De bestaanszekerheid moet landelijk worden aangepakt met een centrale rol voor de Rijksoverheid. Er is structureel beleid nodig om ervoor te zorgen dat mensen kunnen rondkomen en kunnen meedoen aan de maatschappij, staat in het tweede en afsluitende rapport ‘Een zeker bestaan II’ van de Commissie sociaal minimum (1). De Commissie sociaal minimum bestaat uit elf leden die allen deskundig zijn op het gebied van de sociale zekerheid, sociaaleconomische, fiscale-, juridische vraagstukken, en werd vorig jaar in het leven geroepen na een aangenomen motie van Kamerlid Pieter Omtzigt. De Commissie vindt verder dat de overheid een realistischer mensbeeld moet nastreven.
Dit zijn de belangrijkste aanbevelingen:
· De Commissie adviseert om wettelijk vast te leggen dat er iedere 4 jaar een herijking van het sociaal minimum komt. De Commissie is ook van mening dat de wettelijke positie van kinderen moet worden versterkt, bijvoorbeeld door een wettelijk recht op basisvoorzieningen zoals warm water en energie te regelen.
· Uit het rapport van de Commissie blijkt dat de verhouding tussen het rijk en de gemeenten niet in balans is door de toename van taken die bij gemeenten zijn belegd. Verschillen tussen gemeenten zijn daardoor te groot geworden. Het kan honderden euro’s per maand verschil maken waar iemand woont. Als 1e stap in het herstel zouden landelijke regelingen toereikend moeten zijn voor het merendeel van de mensen met een inkomen op het sociaal minimum. Ook zou de rijksoverheid een aantal dingen centraal moeten regelen, zoals beschermingsbewind, een aanvullende zorgverzekering of schoollaptop-voorzieningen.
· Daarbij is het nodig om eenduidige afspraken te maken over de doelgroep en de hoogte van lokale voorzieningen, zodat iedereen gelijk wordt behandeld, ongeacht de woonplaats. Bovendien moeten gemeenten alleen in uitzonderlijke gevallen extra taken krijgen, omdat zij al overbelast zijn. Gemeenten kunnen zich dan focussen op individueel maatwerk.

> **GESELECTEERDE GEGEVENS**
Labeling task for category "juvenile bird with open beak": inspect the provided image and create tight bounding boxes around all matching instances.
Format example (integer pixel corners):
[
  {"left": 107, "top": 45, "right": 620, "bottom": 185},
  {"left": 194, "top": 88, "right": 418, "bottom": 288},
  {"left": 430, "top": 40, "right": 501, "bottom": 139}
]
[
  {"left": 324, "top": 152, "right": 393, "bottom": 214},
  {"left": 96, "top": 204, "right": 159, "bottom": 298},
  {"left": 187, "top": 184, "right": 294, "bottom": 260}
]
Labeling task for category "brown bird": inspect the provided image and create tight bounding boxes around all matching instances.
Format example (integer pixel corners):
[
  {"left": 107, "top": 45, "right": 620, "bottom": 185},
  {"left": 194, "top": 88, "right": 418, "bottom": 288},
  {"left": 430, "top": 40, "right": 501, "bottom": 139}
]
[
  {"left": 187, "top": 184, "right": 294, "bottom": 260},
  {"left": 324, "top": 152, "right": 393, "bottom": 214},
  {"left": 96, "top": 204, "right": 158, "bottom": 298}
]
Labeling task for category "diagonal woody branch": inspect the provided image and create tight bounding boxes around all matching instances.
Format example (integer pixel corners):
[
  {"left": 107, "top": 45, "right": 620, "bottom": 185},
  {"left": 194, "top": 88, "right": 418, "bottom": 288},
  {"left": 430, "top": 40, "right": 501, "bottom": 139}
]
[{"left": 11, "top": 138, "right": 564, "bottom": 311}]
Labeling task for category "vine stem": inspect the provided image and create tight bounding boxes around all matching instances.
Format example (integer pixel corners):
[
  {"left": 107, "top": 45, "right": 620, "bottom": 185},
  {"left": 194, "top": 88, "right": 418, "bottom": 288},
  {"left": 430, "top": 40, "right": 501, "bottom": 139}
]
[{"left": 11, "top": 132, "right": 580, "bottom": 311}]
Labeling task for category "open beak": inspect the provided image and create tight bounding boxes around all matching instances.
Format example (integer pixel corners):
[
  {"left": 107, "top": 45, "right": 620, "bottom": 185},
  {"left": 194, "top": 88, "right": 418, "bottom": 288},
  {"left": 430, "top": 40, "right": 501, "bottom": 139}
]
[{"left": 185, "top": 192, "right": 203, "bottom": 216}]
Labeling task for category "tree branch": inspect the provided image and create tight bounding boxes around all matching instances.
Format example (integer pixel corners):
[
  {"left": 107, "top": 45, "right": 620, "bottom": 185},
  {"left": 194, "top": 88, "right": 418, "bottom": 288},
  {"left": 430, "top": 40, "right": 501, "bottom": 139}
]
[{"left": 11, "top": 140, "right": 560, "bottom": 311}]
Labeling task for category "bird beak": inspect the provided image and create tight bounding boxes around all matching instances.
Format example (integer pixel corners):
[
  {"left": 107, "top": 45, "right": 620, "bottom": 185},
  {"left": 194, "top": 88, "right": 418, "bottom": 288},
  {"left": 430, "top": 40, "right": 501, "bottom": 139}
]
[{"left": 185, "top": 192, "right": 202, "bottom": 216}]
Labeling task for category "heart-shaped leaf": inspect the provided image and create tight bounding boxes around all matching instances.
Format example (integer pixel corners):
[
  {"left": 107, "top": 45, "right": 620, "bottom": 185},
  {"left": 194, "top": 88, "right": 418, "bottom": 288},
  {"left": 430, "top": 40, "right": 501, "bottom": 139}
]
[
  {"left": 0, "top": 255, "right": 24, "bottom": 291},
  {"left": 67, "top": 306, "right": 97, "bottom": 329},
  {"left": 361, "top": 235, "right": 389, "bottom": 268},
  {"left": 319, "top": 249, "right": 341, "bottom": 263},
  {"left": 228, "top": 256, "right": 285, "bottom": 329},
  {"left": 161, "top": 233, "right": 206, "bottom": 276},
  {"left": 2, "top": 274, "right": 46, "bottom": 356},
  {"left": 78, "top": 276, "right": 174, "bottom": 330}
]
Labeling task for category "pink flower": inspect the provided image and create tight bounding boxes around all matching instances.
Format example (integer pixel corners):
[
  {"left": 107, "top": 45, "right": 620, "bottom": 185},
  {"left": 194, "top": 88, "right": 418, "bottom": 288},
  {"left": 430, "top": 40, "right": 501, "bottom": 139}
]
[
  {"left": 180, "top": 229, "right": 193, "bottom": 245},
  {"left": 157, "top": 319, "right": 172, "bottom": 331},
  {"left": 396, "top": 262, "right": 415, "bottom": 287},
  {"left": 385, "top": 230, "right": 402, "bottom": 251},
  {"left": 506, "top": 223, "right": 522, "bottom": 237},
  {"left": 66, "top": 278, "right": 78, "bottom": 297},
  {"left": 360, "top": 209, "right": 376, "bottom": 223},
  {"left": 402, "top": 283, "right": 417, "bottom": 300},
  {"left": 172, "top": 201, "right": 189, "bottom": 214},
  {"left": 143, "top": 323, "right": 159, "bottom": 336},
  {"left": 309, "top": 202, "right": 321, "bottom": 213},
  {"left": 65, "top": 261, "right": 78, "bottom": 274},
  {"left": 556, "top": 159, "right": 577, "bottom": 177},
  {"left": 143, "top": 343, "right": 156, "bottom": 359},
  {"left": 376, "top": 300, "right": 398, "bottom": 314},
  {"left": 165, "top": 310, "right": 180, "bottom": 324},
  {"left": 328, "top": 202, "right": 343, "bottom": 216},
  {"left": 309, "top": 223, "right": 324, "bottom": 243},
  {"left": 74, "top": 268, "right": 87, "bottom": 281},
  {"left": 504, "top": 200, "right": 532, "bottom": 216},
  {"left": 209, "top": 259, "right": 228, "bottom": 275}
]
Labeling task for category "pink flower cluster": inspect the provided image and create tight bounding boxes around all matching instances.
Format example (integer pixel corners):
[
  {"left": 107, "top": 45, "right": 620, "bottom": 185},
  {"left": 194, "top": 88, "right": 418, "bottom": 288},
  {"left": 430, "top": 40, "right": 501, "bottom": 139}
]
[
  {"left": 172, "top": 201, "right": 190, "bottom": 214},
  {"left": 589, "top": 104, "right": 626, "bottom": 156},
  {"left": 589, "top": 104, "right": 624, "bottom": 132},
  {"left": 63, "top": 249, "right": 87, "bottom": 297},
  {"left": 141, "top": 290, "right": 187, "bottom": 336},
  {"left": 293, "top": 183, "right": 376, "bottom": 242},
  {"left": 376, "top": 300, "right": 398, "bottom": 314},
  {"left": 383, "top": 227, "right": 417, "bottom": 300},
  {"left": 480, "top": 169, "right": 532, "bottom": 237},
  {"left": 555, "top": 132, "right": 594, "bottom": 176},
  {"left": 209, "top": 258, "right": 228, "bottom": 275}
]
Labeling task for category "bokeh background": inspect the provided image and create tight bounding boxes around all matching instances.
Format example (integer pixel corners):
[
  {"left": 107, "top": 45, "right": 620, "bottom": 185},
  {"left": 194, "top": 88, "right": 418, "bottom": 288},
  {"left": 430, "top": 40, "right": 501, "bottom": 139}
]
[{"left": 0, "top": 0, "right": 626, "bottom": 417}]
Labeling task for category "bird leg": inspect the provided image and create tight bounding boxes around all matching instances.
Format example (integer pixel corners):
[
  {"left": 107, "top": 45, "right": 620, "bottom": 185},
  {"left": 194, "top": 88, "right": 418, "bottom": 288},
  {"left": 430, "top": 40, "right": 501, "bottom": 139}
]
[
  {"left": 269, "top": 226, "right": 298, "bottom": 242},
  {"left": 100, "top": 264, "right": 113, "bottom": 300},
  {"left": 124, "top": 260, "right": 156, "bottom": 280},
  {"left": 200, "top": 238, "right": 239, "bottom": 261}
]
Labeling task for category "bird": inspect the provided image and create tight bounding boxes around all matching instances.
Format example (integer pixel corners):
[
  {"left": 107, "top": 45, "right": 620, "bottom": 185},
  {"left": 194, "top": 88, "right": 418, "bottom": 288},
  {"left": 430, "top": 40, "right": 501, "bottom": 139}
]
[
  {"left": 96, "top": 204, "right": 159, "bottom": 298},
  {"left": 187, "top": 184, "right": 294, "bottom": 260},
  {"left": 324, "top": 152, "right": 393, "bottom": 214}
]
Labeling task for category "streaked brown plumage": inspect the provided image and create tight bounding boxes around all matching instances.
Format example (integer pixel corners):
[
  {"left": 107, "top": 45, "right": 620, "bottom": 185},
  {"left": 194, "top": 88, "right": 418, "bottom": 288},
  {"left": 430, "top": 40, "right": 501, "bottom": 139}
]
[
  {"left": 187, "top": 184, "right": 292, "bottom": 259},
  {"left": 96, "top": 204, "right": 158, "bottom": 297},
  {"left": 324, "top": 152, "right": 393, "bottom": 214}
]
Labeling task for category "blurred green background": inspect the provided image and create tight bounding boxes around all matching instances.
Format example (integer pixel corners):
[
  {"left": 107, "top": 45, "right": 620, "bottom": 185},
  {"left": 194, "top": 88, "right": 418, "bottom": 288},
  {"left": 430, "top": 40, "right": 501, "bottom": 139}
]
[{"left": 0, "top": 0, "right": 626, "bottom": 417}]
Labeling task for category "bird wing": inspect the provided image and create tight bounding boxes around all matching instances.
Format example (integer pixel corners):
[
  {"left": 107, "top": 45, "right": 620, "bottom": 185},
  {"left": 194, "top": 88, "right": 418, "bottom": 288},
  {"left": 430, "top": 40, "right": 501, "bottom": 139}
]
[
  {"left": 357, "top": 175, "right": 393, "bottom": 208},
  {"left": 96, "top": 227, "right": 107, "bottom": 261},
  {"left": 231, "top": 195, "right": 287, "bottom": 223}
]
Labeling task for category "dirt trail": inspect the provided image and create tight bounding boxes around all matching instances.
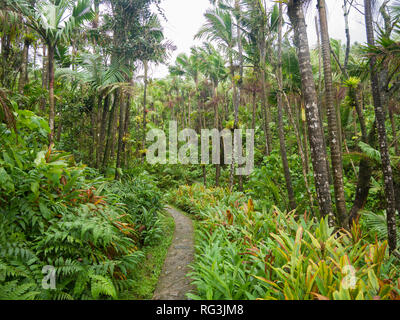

> **OPDRACHT 1**
Uit hoeveel leden bestaat de Commissie sociaal minimum volgens de tekst over bestaanszekerheid?
> **OPDRACHT 2**
Schrijf een vervolg op de tekst over bestaanszekerheid, aansluitend op de laatste zin.

> **ANTWOORD 1**
Uit elf leden.

> **ANTWOORD 2**
· De overheid moet een realistisch mensbeeld hebben bij het aan werk helpen van mensen. Wie kan werken, krijgt hulp bij het vinden van een baan. Om de overgang van bijstand naar werk te vergemakkelijken, wil de Commissie de regels voor bijverdienen flexibeler maken. Voor mensen die niet kunnen werken, moeten er mogelijkheden zijn voor beschut werk of andere zinvolle activiteiten.
· Het kabinet moet ook aan de slag met een grondige herziening van het toeslagenstelsel, met een focus op zekerheid. De Commissie formuleert daarvoor een aantal uitgangspunten.
· Tot slot stelt de Commissie dat er voor het bieden van bestaanszekerheid ook beleid nodig is op terreinen die buiten de opdracht van de Commissie vallen, zoals schuldhulpverlening, woningmarktbeleid en gezondheidszorg. In het rapport is te lezen dat zorguitgaven een behoorlijke en toenemende financiële last zijn voor huishoudens. Mensen met een zwakke gezondheid en een opeenstapeling van problemen hebben meer baat bij een persoonsgerichte aanpak en/of enige tijd om hun leven op orde te krijgen. Strengere voorwaarden en (de dreiging van) sancties kunnen dan zelfs averechts uitpakken, en leiden tot een verergering van de problemen.